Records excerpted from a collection
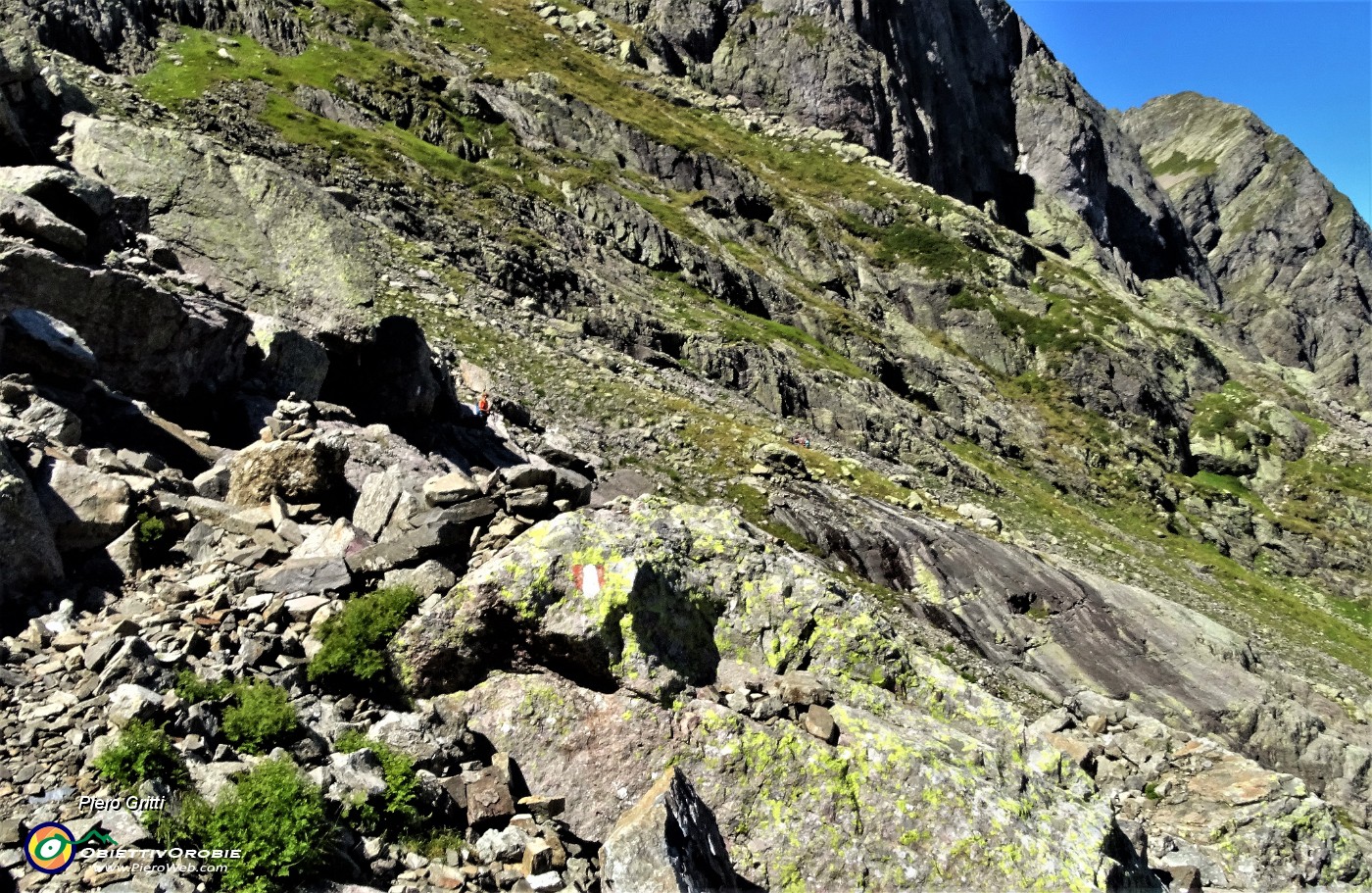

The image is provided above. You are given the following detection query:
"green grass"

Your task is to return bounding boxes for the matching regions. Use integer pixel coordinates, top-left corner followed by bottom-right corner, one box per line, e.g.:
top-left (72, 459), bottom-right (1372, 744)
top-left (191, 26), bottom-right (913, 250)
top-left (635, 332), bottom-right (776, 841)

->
top-left (1149, 152), bottom-right (1220, 177)
top-left (790, 15), bottom-right (829, 48)
top-left (137, 27), bottom-right (401, 106)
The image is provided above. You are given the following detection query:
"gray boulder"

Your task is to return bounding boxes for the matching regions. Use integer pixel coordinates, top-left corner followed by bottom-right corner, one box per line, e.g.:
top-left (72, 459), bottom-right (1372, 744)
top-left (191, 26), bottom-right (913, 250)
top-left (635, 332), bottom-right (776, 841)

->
top-left (227, 440), bottom-right (347, 506)
top-left (0, 244), bottom-right (250, 406)
top-left (601, 767), bottom-right (738, 893)
top-left (38, 460), bottom-right (133, 552)
top-left (0, 442), bottom-right (62, 602)
top-left (0, 191), bottom-right (86, 257)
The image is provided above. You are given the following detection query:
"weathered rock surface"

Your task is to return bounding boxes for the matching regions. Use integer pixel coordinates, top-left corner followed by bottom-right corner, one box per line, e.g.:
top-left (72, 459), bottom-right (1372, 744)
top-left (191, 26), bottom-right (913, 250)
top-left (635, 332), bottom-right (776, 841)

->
top-left (395, 499), bottom-right (1136, 886)
top-left (1121, 93), bottom-right (1372, 408)
top-left (0, 443), bottom-right (62, 604)
top-left (0, 244), bottom-right (250, 405)
top-left (593, 0), bottom-right (1204, 286)
top-left (601, 767), bottom-right (738, 893)
top-left (73, 118), bottom-right (376, 332)
top-left (227, 440), bottom-right (344, 508)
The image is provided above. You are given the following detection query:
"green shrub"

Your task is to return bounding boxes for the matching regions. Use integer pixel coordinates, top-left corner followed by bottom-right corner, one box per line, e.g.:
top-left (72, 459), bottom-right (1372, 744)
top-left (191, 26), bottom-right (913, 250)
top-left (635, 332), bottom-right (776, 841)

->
top-left (95, 719), bottom-right (189, 791)
top-left (192, 759), bottom-right (332, 893)
top-left (223, 679), bottom-right (301, 753)
top-left (335, 731), bottom-right (421, 832)
top-left (172, 670), bottom-right (233, 704)
top-left (137, 512), bottom-right (168, 546)
top-left (309, 586), bottom-right (419, 690)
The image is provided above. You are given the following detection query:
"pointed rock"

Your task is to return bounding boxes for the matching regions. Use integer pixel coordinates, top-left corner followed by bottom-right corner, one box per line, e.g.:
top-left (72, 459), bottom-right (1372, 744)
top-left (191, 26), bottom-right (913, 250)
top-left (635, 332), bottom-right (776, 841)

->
top-left (601, 767), bottom-right (738, 893)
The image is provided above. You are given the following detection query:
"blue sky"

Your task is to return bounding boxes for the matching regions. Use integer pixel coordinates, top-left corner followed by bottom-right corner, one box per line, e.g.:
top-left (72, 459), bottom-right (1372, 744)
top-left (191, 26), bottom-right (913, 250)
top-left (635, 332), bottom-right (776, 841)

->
top-left (1008, 0), bottom-right (1372, 220)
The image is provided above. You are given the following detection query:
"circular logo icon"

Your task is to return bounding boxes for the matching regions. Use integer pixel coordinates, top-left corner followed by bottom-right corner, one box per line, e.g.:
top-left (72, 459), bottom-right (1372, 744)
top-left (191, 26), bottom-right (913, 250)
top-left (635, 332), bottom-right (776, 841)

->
top-left (24, 821), bottom-right (76, 873)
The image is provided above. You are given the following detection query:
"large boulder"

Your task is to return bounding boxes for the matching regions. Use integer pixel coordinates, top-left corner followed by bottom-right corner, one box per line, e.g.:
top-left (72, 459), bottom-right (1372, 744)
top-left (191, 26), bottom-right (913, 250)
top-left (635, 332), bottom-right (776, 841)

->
top-left (0, 189), bottom-right (86, 257)
top-left (72, 118), bottom-right (376, 332)
top-left (38, 460), bottom-right (133, 552)
top-left (601, 767), bottom-right (738, 893)
top-left (0, 243), bottom-right (251, 406)
top-left (0, 442), bottom-right (62, 604)
top-left (227, 440), bottom-right (347, 506)
top-left (394, 498), bottom-right (1130, 889)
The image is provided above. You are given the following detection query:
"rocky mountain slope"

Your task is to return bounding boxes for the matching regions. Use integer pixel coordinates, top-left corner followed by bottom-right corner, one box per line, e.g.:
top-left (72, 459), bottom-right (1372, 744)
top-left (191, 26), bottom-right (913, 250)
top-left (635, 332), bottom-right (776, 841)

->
top-left (0, 0), bottom-right (1372, 893)
top-left (1121, 93), bottom-right (1372, 408)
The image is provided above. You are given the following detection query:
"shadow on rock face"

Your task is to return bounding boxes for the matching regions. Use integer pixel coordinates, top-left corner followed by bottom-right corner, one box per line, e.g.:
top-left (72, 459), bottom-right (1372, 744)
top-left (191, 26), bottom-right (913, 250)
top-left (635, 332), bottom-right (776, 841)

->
top-left (319, 317), bottom-right (457, 425)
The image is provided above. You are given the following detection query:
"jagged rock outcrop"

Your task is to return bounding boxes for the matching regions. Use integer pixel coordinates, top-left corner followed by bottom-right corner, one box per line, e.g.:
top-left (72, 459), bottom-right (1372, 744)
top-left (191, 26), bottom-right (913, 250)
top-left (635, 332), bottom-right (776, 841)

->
top-left (0, 430), bottom-right (62, 600)
top-left (395, 498), bottom-right (1163, 887)
top-left (601, 767), bottom-right (738, 893)
top-left (578, 0), bottom-right (1210, 288)
top-left (0, 0), bottom-right (306, 72)
top-left (72, 118), bottom-right (377, 333)
top-left (1121, 93), bottom-right (1372, 409)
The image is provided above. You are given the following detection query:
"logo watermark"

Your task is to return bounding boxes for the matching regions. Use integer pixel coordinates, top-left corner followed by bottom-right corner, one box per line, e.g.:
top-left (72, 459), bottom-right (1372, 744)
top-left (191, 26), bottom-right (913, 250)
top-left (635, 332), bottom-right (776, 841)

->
top-left (24, 797), bottom-right (243, 875)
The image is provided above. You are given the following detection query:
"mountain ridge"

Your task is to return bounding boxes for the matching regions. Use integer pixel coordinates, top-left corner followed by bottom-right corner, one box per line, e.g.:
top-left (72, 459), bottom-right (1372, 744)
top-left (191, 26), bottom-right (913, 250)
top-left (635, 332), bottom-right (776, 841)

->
top-left (0, 0), bottom-right (1372, 889)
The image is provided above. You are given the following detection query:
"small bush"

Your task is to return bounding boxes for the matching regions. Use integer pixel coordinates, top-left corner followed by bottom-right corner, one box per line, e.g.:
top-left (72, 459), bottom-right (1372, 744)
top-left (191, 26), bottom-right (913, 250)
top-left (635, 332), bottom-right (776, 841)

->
top-left (309, 586), bottom-right (419, 690)
top-left (172, 670), bottom-right (233, 704)
top-left (335, 731), bottom-right (421, 832)
top-left (95, 719), bottom-right (189, 791)
top-left (193, 759), bottom-right (332, 893)
top-left (223, 679), bottom-right (301, 753)
top-left (137, 512), bottom-right (168, 546)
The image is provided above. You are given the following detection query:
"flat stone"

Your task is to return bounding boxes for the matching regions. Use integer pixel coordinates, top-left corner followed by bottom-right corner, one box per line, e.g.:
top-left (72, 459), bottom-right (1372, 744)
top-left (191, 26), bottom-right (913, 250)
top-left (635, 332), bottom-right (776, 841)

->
top-left (257, 559), bottom-right (353, 594)
top-left (802, 704), bottom-right (838, 743)
top-left (424, 471), bottom-right (481, 506)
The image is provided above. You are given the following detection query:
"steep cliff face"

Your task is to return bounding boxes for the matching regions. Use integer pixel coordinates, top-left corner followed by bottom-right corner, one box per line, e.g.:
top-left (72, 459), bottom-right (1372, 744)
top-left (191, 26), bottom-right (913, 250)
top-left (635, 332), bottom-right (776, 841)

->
top-left (1122, 93), bottom-right (1372, 408)
top-left (578, 0), bottom-right (1208, 288)
top-left (0, 0), bottom-right (1372, 893)
top-left (0, 0), bottom-right (305, 72)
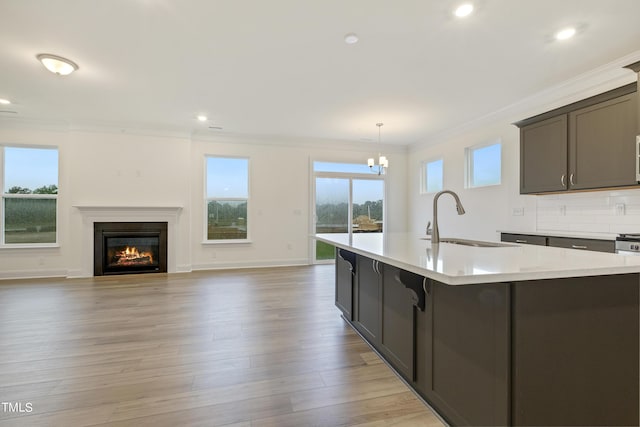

DIRECTIONS FOR THIS TASK: Reproduce the data from its first line up to and including the line with "top-left (137, 27), bottom-right (401, 106)", and shift every bounding-box coordinate in the answers up by 92 while leaving all other lines unchanged. Omit the pictures.

EXERCISE ANSWER:
The image is provided above. You are given the following detection query:
"green grass"

Your task is to return bounding boxes for the matching regions. Use integer pixel coordinates, top-left corner followed by bottom-right corner, one box per line, e.g.:
top-left (72, 459), bottom-right (1372, 744)
top-left (191, 26), bottom-right (913, 250)
top-left (635, 332), bottom-right (776, 841)

->
top-left (1241, 244), bottom-right (1312, 269)
top-left (882, 107), bottom-right (921, 140)
top-left (229, 119), bottom-right (493, 198)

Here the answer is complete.